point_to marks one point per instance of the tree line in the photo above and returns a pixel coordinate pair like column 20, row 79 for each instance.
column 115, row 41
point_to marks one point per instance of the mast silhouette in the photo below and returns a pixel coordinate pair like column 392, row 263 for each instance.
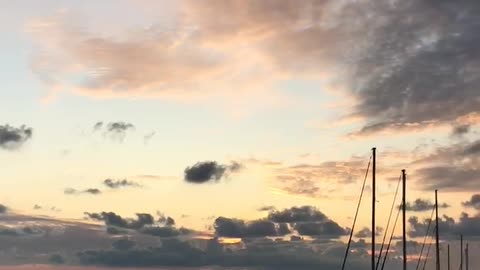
column 404, row 225
column 466, row 257
column 448, row 256
column 373, row 205
column 461, row 251
column 437, row 244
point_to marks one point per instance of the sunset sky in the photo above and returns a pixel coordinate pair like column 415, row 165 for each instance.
column 238, row 109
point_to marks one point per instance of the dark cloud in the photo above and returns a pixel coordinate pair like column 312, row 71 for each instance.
column 328, row 228
column 419, row 70
column 452, row 168
column 228, row 227
column 112, row 219
column 297, row 214
column 98, row 126
column 12, row 138
column 148, row 137
column 115, row 184
column 165, row 220
column 267, row 208
column 467, row 225
column 115, row 130
column 366, row 232
column 207, row 171
column 119, row 127
column 460, row 130
column 474, row 202
column 421, row 205
column 92, row 191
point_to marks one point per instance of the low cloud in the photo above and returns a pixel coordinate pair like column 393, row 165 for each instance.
column 209, row 171
column 12, row 138
column 116, row 184
column 452, row 168
column 92, row 191
column 474, row 202
column 422, row 205
column 467, row 225
column 460, row 130
column 114, row 130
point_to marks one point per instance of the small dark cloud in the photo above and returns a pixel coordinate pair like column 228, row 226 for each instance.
column 422, row 205
column 474, row 202
column 297, row 214
column 165, row 220
column 116, row 130
column 119, row 127
column 112, row 219
column 115, row 184
column 3, row 209
column 328, row 228
column 267, row 208
column 460, row 130
column 92, row 191
column 12, row 138
column 450, row 228
column 98, row 126
column 230, row 227
column 207, row 171
column 451, row 168
column 366, row 232
column 148, row 137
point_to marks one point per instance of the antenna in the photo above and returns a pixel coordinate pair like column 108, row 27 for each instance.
column 461, row 251
column 437, row 244
column 448, row 256
column 466, row 257
column 374, row 155
column 404, row 225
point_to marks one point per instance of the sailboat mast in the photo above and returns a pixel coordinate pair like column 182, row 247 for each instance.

GOAL OF THE EXERCISE — Write out the data word for word, starting with its first line and going on through the line with "column 238, row 109", both included. Leave the pictures out.

RESPONSE FOR THIS EXERCISE —
point_to marks one point per instance of the tree line in the photo above and returns a pixel coordinate pair like column 20, row 79 for each instance.
column 115, row 41
point_to marks one point per instance of the mast silhouette in the photo below and returns a pixel coordinate pair like column 392, row 263 for each instance.
column 404, row 225
column 466, row 257
column 448, row 256
column 373, row 205
column 461, row 251
column 437, row 244
point_to marks one point per instance of the sunset sky in the photo above and returns a pixel coordinate pair like column 415, row 165 for each instance.
column 238, row 109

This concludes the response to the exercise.